__Written problem A__: From the listing below, pull out every line that contains the string "tree", treating uppercase and lowercase as different.

__Excerpt to read__:
Emma Johnson samples a new publication that celebrates Scousers‘ unique take on life and fashion

IF PROOF were ever needed that Liverpool doesn’t follow trends, it sets them, it came this week when British actress and style icon Sienna Miller was spotted out and about in her pyjamas.

And Miss Miller calls herself a fashion designer. Doesn’t she know we were doing that in Liverpool years ago?

Joking aside, Liverpool’s obsession with fashion is a long-standing one from the make do and mend post-war days, when curtains were transformed into prom dresses, to the affluent footballers’ wives-led looks of today, we have never been ones to miss a trend.

Whether it is the women dressing up in kaleidoscopic designer frocks and gargantuan hats for Ladies Day racing, or lads hanging around on street corners in their tracksuits, Merseysiders have never failed to make a statement.

This unrivalled fascination with fashion is examined in a new Liverpool Daily Post publication – The Liverpool Look, which chronicles the changing fashions in this city over the past six decades, from the New Look of the 1950s to the now infamous “Liverpool Look” of the 21st century.

“There very much is a Liverpool trademark look,” says celebrity stylist and leading fashionista Lorraine McCulloch. “Liverpool girls set out to get noticed. It is not a look that you see anywhere else. It is a very done look, very glamorous.

“Isabella Blow celebrated that on a national level, (she featured the city in society bible Tatler in 2003) she said ‘forget London, Paris and Rome it’s all happening in Liverpool’.

“She was the first person in fashion to notice it to that extent, but Luella Bartley (the designer) also celebrated Liverpool in Vogue.”

One thing is for certain, we can’t get enough of designer labels, a fascination that has now been fuelled by the opening of the Metquarter with its Flannels, Hugo Boss, Diesel and Armani stores, to name but a few.

“The girls love See by Chloe,” offers Lorraine. “Christian Louboutin shoes, Matthew Williamson and Biba are big too. Whereas Versace was massive in the 1980s and 90s, then Missoni at the turn of the century, now it is about Stella McCartney, Lanvin and Balenciaga.

“And the boys like their high fashion, too – Hugo Boss and Armani and Maharishi are still big, but now they love their Dior and Gucci, too.”

But, as the Liverpool Look also addresses, high fashion is not our only obsession here in Liverpool. From trainers to tracksuits, our ongoing love affair with sportswear is legendary and, as Dave Hewitson – author of Where D’Ya Get Yer Trainees From – explains, can be traced back to our other favourite obsession beginning with “f” – football.

__Written problem B__:
Answer these questions from the article on Liverpool fashion above.
(i) Which actress was spotted out in her pyjamas?
(ii) In what year did Isabella Blow feature the city in Tatler?
(iii) Who is the author of Where D'Ya Get Yer Trainees From?

__Provided information__:
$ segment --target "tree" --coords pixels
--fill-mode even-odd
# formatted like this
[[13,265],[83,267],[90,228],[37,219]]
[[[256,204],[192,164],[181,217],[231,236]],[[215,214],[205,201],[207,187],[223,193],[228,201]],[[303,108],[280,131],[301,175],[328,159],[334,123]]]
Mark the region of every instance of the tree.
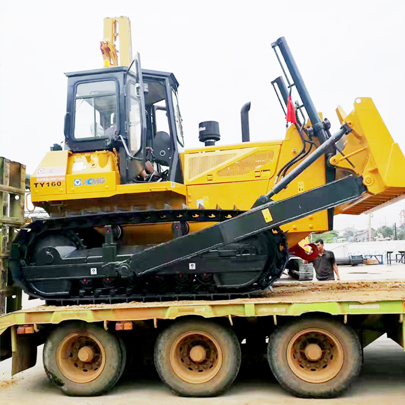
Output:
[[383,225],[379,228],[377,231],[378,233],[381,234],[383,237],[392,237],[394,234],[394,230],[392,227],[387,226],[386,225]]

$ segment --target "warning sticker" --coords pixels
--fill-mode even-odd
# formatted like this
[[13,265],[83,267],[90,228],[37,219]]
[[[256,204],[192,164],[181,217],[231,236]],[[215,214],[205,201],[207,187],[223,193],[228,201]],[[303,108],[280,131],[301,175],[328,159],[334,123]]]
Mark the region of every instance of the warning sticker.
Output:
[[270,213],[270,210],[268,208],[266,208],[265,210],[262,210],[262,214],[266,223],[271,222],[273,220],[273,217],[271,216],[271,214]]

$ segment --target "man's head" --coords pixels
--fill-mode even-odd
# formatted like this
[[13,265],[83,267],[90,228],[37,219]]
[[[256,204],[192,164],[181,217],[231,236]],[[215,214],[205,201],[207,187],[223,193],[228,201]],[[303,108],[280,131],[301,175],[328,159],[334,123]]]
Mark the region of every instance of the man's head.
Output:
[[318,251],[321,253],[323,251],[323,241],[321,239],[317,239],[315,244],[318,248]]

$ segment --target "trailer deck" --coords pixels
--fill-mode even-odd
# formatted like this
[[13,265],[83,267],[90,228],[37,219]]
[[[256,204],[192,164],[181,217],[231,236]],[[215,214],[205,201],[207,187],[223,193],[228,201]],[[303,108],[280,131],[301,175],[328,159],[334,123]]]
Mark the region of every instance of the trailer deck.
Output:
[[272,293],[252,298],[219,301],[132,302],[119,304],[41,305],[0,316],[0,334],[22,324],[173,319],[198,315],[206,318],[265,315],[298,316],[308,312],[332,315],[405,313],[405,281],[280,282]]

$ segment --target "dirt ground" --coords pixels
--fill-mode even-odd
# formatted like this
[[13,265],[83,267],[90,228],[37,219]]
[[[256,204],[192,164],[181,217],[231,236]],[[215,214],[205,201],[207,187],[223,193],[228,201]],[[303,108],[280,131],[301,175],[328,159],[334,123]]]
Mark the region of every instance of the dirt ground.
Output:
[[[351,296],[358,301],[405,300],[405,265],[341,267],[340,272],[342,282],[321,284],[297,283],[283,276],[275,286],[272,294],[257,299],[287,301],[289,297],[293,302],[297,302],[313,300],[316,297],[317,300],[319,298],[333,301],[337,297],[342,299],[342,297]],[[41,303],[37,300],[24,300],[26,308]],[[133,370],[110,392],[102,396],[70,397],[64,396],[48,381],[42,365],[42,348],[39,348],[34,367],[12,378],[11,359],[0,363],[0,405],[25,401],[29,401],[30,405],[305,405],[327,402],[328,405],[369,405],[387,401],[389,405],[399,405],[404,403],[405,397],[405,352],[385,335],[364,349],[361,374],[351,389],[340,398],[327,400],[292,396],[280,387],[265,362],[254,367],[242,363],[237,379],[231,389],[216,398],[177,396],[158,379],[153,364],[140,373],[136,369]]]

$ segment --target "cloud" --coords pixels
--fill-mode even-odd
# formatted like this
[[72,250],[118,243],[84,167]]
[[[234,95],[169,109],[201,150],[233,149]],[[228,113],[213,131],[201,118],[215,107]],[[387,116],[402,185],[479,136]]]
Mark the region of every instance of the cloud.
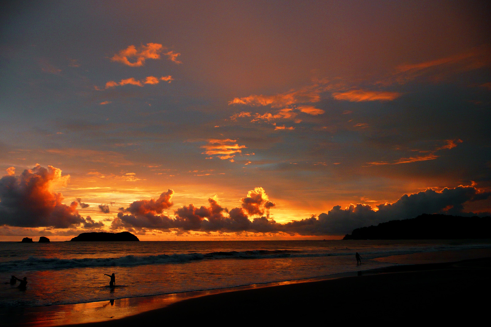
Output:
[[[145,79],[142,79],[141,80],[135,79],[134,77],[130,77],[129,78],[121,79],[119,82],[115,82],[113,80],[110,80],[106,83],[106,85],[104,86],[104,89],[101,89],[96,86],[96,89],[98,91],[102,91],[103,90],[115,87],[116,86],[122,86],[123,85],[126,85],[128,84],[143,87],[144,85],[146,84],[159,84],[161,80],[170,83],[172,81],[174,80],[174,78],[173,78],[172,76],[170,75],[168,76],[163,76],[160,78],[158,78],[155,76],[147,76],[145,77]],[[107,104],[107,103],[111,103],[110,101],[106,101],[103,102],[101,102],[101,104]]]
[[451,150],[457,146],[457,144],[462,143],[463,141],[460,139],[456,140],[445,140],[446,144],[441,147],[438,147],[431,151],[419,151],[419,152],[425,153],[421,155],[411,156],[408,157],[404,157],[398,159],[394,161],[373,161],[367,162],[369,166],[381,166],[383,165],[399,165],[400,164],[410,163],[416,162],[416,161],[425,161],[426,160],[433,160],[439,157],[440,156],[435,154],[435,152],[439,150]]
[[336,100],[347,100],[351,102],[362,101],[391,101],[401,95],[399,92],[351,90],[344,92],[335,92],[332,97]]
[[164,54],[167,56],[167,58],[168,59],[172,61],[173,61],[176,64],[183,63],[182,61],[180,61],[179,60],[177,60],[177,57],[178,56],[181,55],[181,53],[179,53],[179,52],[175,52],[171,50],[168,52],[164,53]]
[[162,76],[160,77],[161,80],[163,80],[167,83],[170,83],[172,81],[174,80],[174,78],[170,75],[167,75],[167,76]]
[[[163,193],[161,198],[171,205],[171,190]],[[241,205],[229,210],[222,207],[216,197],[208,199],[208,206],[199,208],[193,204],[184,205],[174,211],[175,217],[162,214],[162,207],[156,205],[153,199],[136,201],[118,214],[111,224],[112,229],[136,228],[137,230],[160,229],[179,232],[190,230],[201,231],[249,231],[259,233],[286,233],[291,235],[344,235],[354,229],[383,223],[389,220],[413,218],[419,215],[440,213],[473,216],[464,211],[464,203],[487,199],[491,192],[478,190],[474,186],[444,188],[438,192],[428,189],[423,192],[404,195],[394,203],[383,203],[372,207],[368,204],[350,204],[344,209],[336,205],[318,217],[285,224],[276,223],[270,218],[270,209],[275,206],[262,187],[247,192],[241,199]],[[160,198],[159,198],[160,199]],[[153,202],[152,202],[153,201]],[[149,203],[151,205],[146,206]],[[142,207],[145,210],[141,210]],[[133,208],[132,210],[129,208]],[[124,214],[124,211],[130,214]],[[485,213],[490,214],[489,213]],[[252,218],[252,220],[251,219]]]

__Problem solution A__:
$ segment --target "tree" --coords pixels
Mark the region of every instance of the tree.

__Problem solution B__:
(i) Sienna Miller
(ii) 2003
(iii) Dave Hewitson